[[ Data supplied, beginning ]]

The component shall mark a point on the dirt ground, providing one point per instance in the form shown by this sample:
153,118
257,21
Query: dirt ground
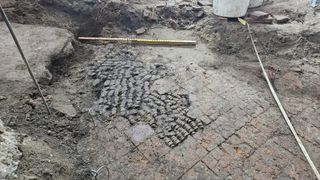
154,112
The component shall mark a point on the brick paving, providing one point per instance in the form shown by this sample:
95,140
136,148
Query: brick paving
244,136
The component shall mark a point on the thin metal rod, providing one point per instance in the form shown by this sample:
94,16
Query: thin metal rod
284,114
144,41
6,20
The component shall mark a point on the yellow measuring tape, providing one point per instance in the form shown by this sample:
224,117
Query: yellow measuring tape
275,96
144,41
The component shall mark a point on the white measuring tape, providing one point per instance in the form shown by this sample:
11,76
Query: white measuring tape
275,96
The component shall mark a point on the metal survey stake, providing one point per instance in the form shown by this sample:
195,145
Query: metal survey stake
282,110
6,20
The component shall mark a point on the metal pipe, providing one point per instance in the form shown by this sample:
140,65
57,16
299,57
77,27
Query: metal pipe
6,20
144,41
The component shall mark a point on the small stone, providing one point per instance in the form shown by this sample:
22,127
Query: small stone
3,98
258,15
200,14
96,82
140,31
205,3
25,177
281,19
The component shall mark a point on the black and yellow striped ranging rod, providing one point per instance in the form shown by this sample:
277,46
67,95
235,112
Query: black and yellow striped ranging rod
6,20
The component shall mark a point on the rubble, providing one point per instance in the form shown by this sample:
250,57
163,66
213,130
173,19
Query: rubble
125,91
62,104
39,44
9,153
3,98
281,19
140,31
205,3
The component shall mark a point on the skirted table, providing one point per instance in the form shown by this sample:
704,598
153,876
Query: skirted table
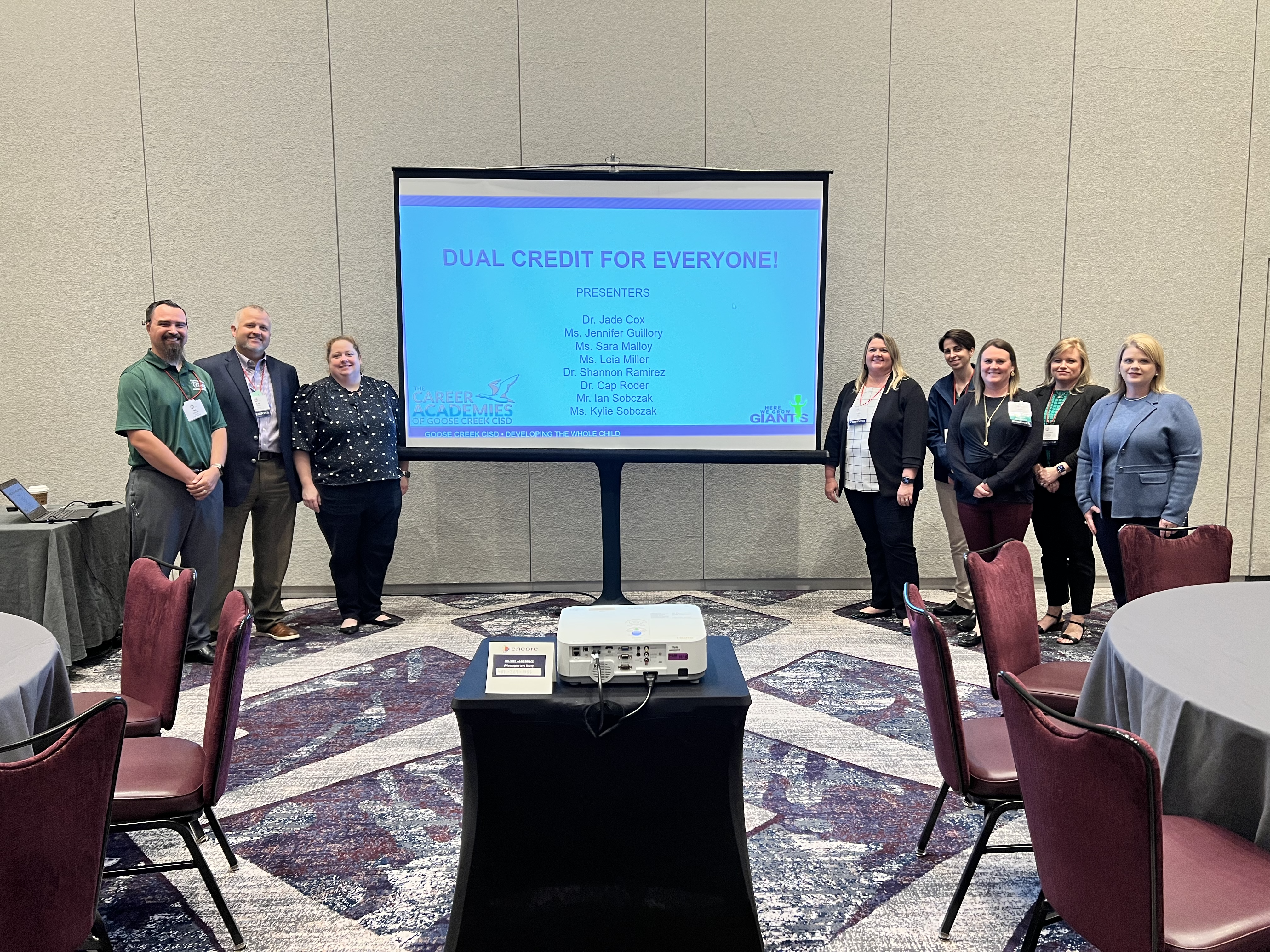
69,575
1187,671
634,841
35,691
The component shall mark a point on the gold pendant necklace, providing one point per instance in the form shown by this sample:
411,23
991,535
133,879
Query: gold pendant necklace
987,421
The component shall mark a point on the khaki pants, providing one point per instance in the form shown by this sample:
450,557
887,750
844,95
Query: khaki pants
957,541
273,524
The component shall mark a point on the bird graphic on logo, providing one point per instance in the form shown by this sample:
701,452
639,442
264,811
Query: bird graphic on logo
498,389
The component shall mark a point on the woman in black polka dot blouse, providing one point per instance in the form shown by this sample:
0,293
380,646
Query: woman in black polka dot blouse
345,429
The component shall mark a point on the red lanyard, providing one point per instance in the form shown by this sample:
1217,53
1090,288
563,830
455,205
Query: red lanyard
197,393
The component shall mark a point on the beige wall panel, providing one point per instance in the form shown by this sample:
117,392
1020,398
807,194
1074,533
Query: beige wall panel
425,86
237,110
564,512
662,512
803,86
74,256
1251,450
980,111
1156,209
624,78
621,78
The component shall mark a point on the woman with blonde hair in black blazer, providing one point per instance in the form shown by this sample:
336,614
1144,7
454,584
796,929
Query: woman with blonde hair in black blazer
878,442
1066,544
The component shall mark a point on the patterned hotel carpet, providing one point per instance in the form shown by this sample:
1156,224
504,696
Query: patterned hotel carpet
346,790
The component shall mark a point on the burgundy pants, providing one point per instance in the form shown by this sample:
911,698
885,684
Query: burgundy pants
988,522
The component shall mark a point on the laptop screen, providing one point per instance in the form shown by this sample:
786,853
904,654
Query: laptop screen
20,497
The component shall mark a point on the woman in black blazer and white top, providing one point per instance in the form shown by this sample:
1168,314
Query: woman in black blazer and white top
1066,544
878,439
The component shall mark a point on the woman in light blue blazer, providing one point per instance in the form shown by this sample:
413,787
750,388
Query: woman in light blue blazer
1140,455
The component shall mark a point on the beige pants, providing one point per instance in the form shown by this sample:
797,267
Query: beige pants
957,542
273,522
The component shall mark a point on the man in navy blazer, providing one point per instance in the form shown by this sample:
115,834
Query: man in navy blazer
256,394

[[ Data supplied, end ]]

[Exercise description] Which lines run from the one containing "Query: beige pants" to the final line of the entries? Return those lines exactly, and only those.

[Output for this task]
Query: beige pants
957,542
273,522
The component shall mark a point on the man in navy blazer, providing one point per instance in the form shown by this sample:
115,834
Query: man in navy blazer
256,394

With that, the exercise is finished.